Work required:
Copy each line of the data below exactly, leaving out pictures.

(Location identification items)
--- Begin ---

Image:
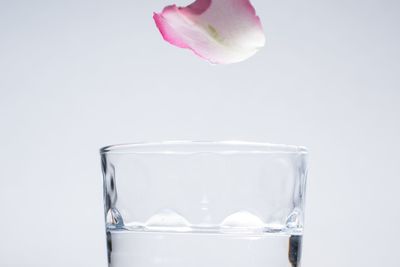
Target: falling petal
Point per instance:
(220, 31)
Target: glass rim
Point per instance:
(193, 147)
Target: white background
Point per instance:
(77, 75)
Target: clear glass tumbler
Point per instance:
(204, 204)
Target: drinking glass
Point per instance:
(204, 204)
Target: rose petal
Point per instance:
(220, 31)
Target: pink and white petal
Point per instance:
(220, 31)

--- End ---

Result of this exercise:
Image:
Target: falling petal
Point per instance:
(220, 31)
Target: glass rim
Point per instance:
(193, 147)
Target: white background
Point per instance:
(77, 75)
Target: clear glass tumbler
Point per instance:
(204, 204)
Target: drinking glass
Point per instance:
(204, 204)
Target: rose petal
Point per instance:
(220, 31)
Target: pink and white petal
Point per instance:
(220, 31)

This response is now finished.